(Dataset records about object locations)
=-=-=-=-=

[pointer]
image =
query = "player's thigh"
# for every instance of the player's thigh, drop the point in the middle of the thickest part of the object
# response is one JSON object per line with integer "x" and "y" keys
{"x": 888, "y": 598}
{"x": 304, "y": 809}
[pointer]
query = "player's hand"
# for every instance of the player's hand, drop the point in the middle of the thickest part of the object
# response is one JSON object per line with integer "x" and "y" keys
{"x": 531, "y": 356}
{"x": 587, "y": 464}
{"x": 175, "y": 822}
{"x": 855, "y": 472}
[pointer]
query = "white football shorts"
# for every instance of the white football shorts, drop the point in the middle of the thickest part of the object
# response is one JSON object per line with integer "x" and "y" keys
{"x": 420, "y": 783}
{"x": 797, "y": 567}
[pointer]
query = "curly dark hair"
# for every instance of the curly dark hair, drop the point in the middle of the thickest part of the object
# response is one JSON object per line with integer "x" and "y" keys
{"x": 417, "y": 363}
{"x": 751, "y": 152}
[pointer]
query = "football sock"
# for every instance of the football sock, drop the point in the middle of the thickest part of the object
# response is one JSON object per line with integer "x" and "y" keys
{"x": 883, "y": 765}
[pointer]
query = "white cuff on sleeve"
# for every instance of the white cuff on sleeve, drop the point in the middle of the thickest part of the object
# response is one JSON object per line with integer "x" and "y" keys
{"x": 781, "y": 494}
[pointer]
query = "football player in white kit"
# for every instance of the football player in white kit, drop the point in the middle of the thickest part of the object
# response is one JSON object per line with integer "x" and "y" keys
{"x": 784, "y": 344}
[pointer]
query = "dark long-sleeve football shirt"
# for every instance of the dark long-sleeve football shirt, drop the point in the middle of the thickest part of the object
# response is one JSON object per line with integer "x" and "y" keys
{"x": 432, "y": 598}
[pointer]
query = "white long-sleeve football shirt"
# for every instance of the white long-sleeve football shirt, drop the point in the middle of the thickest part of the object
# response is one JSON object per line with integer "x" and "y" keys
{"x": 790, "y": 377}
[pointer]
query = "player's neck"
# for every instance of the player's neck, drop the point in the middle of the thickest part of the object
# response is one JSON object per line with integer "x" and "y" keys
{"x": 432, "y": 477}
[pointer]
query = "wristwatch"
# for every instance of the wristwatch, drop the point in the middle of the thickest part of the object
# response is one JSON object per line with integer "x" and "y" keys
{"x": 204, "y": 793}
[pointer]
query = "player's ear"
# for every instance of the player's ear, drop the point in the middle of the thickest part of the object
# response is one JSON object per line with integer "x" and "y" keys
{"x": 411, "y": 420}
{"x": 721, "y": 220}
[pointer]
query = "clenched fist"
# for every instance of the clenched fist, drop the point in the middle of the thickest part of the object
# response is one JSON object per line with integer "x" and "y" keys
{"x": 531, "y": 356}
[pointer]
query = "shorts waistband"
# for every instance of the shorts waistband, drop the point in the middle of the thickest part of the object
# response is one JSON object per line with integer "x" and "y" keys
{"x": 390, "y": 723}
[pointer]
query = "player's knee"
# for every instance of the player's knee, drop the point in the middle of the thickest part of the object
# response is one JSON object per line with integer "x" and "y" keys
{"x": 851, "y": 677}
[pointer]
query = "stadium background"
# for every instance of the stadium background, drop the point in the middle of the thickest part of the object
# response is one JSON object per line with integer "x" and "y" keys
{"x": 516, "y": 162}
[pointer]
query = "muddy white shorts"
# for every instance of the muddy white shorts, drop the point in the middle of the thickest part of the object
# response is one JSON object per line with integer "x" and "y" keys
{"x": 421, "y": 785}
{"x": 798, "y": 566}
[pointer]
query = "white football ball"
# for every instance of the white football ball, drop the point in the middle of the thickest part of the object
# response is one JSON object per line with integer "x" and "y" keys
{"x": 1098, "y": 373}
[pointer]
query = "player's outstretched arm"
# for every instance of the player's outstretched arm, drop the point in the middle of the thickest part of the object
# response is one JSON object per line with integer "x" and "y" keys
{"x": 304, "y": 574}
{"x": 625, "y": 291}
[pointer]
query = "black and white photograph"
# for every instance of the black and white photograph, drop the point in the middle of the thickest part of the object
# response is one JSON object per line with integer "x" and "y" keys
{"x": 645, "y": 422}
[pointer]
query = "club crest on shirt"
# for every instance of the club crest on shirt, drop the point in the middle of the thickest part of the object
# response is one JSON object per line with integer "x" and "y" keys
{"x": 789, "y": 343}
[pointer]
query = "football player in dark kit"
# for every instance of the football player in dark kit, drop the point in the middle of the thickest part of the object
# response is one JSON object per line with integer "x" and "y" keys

=-=-=-=-=

▶ [Task goal] Type the whole listing again, unaltered.

▶ [Worked answer]
[pointer]
image =
query = "player's thigh"
# for every instance of the player's thigh, drop the point in the middle of the thickest part of the object
# response is one JSON object per line with integer "x" and "y" keys
{"x": 888, "y": 598}
{"x": 304, "y": 809}
[pointer]
query = "player's hand"
# for every instance of the player's hand, drop the point in the middle of the thickest part of the object
# response is one JSON object per line with integer "x" and "y" keys
{"x": 531, "y": 356}
{"x": 587, "y": 464}
{"x": 175, "y": 822}
{"x": 855, "y": 472}
[pointer]
query = "white football shorts"
# for every instance of the white football shorts, drop the point in the middle of the thickest part of the object
# response is one JSON object per line with integer "x" and "y" keys
{"x": 420, "y": 783}
{"x": 797, "y": 567}
[pointer]
query = "curly dark hair"
# for every instance of the curly dark hair, drop the point in the middle of the thickest part of the object
# response is one JSON object per line with integer "x" and "y" keys
{"x": 417, "y": 363}
{"x": 751, "y": 152}
[pointer]
query = "football sock"
# for every instance of the football sock, drop the point in the middle of the thickest part of the object
# response is one JSON object per line with integer "x" and "y" keys
{"x": 883, "y": 765}
[pointer]
query = "white cuff on sleeve"
# for every instance of the white cuff on sleeve, drop the point in the middle of the thickest part of the object
# response is one JSON object per line with integer "x" and "y" keys
{"x": 781, "y": 494}
[pointer]
query = "football player in white kit"
# for every instance of the football player in white kit, drop the point in the middle of the thickest part of the object
# response is one JSON object per line with integer "x" and "y" keys
{"x": 784, "y": 344}
[pointer]
query = "dark long-sleeve football shirt"
# for every instance of the dark long-sleeve football shirt, drop the point in the middle of the thickest part of the object
# response is one JSON object per line with integer "x" and "y" keys
{"x": 432, "y": 598}
[pointer]
query = "white long-sleeve football shirt"
# for every instance of the white long-sleeve football shirt, drop the point in the middle of the thickest part of the object
# response is one JSON object per line with integer "x" and "y" keys
{"x": 790, "y": 377}
[pointer]
query = "player's neck"
# for every instance of the player's neck, drop the point in the middle of the thickest part of the object
# response is one JSON object per line with integer "x" and "y" keys
{"x": 432, "y": 477}
[pointer]
query = "wristwatch"
# for every instance of the wristwatch, drop the point in the middle of the thickest part of the object
# response is one JSON object per line with integer "x" and "y" keys
{"x": 204, "y": 793}
[pointer]
query = "player's ear"
# for every instance of the player's ear, drop the point in the middle of the thickest part of the object
# response is one JSON object per line with integer "x" and "y" keys
{"x": 411, "y": 420}
{"x": 721, "y": 220}
[pointer]
query = "clenched fist"
# for every instance of the clenched fist, drop the point in the middle of the thickest part of the object
# response is one JSON object per line with integer "x" and "y" keys
{"x": 531, "y": 356}
[pointer]
query = "shorts waistband"
# for every instance of the shorts waistband, drop the point in the middle of the thickest part of the object
# response is one JSON object per line with integer "x" and "y" keys
{"x": 390, "y": 723}
[pointer]
query = "player's knee"
# for every instance of the player's knee, drop the point in the middle of the thickest part of the object
# response is one JSON object per line with integer "x" and "y" keys
{"x": 851, "y": 677}
[pointer]
query = "stadium background"
# for every instance of the stadium background, drop the point in the middle of the thickest part of the object
# response is one JSON object per line with integer "x" and "y" keys
{"x": 516, "y": 162}
[pointer]
query = "muddy white shorts"
# for every instance of the muddy white shorts, drop the point in the middle of the thickest part of the object
# response is one JSON object per line with integer "x" and "y" keys
{"x": 421, "y": 785}
{"x": 798, "y": 566}
[pointer]
query = "white football ball"
# for every instance of the white football ball, drop the point in the middle of the thickest part of the object
# response is one JSON object per line with integer "x" and "y" keys
{"x": 1098, "y": 373}
[pointer]
query = "player's outstretched arm"
# for every instance of the player's outstretched arm, drop the point in the middle of the thickest part of the object
# response is one JSON object per line with integer "x" and "y" keys
{"x": 304, "y": 574}
{"x": 625, "y": 291}
[pointer]
query = "black and white photograph"
# for every instance of the black and white photograph, drop the point in the middle of the thickest part of the object
# response is one JSON object per line with integer "x" and "y" keys
{"x": 645, "y": 422}
[pointer]
query = "club crest on shirt"
# for every instance of the club crest on shirt, drop the point in the middle of the thickest part of the object
# response is one JSON object per line with integer "x" and "y" keys
{"x": 789, "y": 343}
[pointer]
query = "football player in dark kit"
# for every instance of the football player in dark kit, drop the point in the middle of the thickest part of the object
# response is one JSON object per line with integer "x" and "y" keys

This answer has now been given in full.